Dataset:
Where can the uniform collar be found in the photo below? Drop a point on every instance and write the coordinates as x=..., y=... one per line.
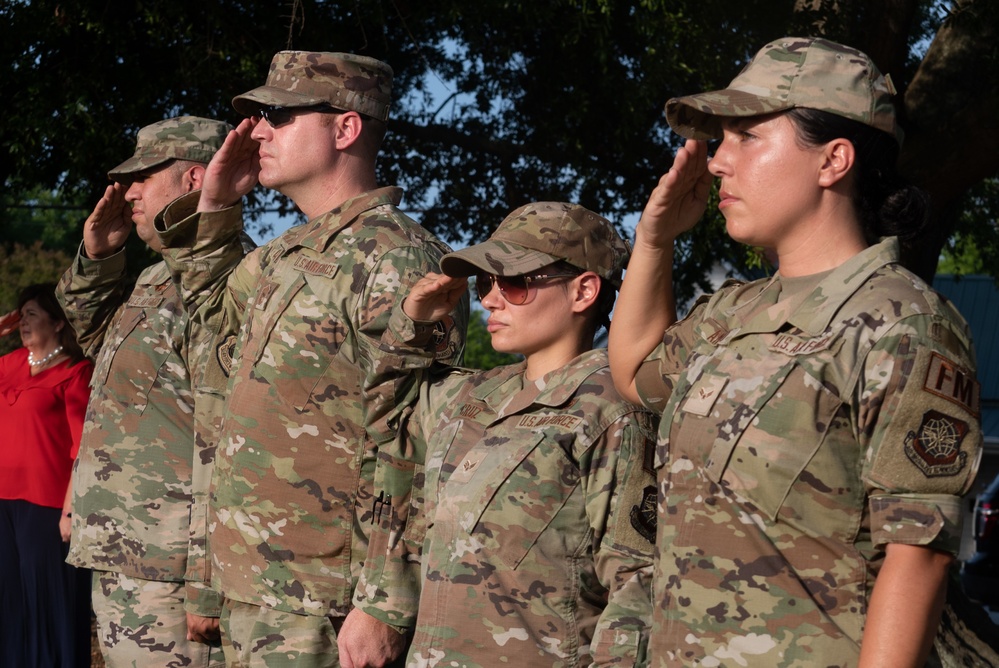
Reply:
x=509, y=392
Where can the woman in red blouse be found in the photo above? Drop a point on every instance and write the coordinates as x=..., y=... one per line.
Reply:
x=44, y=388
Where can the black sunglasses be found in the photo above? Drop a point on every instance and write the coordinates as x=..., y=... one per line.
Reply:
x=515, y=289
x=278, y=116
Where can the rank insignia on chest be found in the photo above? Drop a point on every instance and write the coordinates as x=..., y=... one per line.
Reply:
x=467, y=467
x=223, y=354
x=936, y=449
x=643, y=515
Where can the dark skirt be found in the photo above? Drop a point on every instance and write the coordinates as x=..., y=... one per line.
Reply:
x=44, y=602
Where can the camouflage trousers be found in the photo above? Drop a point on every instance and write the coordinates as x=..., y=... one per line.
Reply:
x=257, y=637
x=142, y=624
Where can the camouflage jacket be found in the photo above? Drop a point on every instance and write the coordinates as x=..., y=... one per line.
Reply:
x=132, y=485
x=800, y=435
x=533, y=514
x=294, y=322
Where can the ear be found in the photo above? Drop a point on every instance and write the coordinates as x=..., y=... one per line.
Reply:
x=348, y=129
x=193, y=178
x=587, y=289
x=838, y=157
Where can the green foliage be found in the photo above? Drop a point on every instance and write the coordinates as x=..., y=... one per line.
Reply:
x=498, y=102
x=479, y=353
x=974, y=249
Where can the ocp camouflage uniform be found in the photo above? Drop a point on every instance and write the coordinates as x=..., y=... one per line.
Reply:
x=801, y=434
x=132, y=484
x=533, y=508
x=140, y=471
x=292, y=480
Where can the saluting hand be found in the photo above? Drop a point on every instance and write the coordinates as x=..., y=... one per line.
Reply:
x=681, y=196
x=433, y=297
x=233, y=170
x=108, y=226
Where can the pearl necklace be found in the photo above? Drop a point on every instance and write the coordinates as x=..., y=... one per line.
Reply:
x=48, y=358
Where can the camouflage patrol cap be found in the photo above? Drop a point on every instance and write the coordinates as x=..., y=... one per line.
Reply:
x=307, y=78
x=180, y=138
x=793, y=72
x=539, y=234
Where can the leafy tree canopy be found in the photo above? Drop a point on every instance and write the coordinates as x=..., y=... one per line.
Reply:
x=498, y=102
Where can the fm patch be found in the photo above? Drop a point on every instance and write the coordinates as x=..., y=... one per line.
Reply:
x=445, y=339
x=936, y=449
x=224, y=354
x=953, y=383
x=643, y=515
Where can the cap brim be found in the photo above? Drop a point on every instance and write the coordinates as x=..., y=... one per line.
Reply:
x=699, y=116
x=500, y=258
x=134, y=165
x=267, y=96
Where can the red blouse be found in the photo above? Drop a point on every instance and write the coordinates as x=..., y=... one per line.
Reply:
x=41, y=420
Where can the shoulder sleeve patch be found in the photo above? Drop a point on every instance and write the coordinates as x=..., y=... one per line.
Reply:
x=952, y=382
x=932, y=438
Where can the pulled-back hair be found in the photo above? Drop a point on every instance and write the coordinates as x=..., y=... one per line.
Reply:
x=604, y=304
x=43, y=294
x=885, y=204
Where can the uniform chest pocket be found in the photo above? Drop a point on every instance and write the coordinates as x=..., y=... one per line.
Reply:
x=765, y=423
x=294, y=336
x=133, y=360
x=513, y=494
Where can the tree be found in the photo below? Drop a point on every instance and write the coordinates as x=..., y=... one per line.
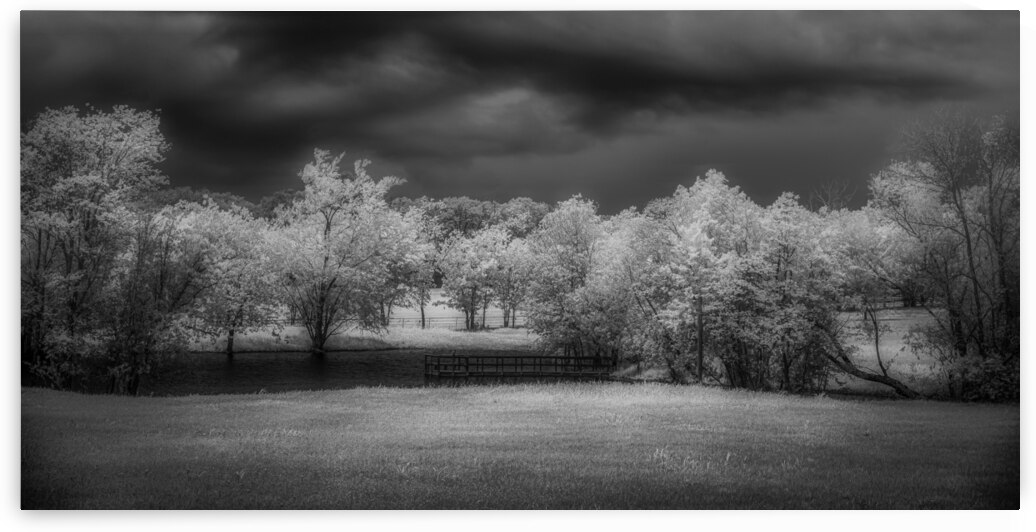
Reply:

Exercise objective: Convert everything from the line containing "Where can the camouflage jacket" down to the line containing "x=48, y=358" into a two-column CSV, one row per request, with columns named request and answer. Put each field in quotes and replace its line breaks with spaces.

Full output:
request,answer
"Where can the camouflage jacket be found in the photo above? Drop a point on every instance and write the coordinates as x=..., y=... one per line. Reply:","x=132, y=485 x=800, y=435 x=533, y=514 x=294, y=322"
"Where can the ear be found in the photo above? Drop a point on every instance and write the coordinates as x=..., y=... one per line. Reply:","x=348, y=129 x=193, y=178 x=587, y=289 x=838, y=157"
"Where can the green foliage be found in the photo above? Drop a point on every instance and write the coordinates as x=..., y=... one per line. Reply:","x=498, y=102 x=479, y=353 x=974, y=249"
"Where can the ocp camouflage uniform be found in the photo above? Drop a point on every instance and write the coordinates as x=..., y=... one per line. Reply:","x=801, y=434 x=132, y=484 x=533, y=508 x=140, y=471 x=292, y=480"
"Where can the saluting hand be found in the photo above? Drop a point on every instance and write the coordinates as x=..., y=... one per line. Reply:","x=681, y=196 x=433, y=297 x=233, y=170 x=108, y=226"
"Where can the pearl necklace be found in the photo above? Drop a point on every instance and write the coordinates as x=..., y=... one per line. Reply:","x=48, y=358"